Don’t feel bad about it.

I spend a lot of time thinking about how much time I spend playing guitar, when the thing I tell myself I really want to do as a creative person is write.  Why don’t I do that this much? Should I stop playing guitar so I can write more? OH NO FIRE UP THE AGONY MACHINEEEEEEE

It’s more symbiotic than that. It doesn’t scratch the same itch, and guitar gives my brain a rest. Lets it wander in a field, cozy up to some noises, and just think differently than it does when I’m writing. I play a lot right before bed, and writing at that time is unlikely to produce much. Guitar cuts into my reading or sleeping time more than my writing time, if I’m honest. Might need to set some timers to protect the sovereignty of bedtime. Might help if I could figure out a way to let writing be more laissez faire in these ways, though. Something to work toward, I guess.

There’s something amazing about awakening a long dormant skill (playing jazz trombone) and transferring it to this new world. About finding a creative and joyful way to pass the time.  

I don’t know if I’ll stop, or more accurately, I don’t know when I’ll stop.  I used to set targets: two months. 100 days. a year. 500 days.  Now it just feels like part of my life, a part that I would miss if I didn’t do it. I may not read as much as I could, but I scroll a lot less.  Seems like a win to me.
════════
[EXERCISE PROMPT] Reproduce word for word the section of the guitar post that opens with the words containing "There’s something amazing" and closes with "pass the time.". The data that comes next is separate from the guitar post.

[SOURCE MATERIAL]
════════
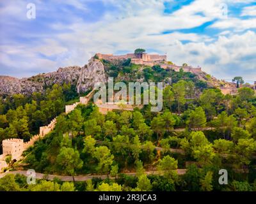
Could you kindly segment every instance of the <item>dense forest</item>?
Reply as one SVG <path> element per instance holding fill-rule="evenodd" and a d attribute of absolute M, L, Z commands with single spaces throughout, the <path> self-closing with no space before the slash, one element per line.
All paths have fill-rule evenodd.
════════
[TASK RESULT]
There’s something amazing about awakening a long dormant skill (playing jazz trombone) and transferring it to this new world. About finding a creative and joyful way to pass the time.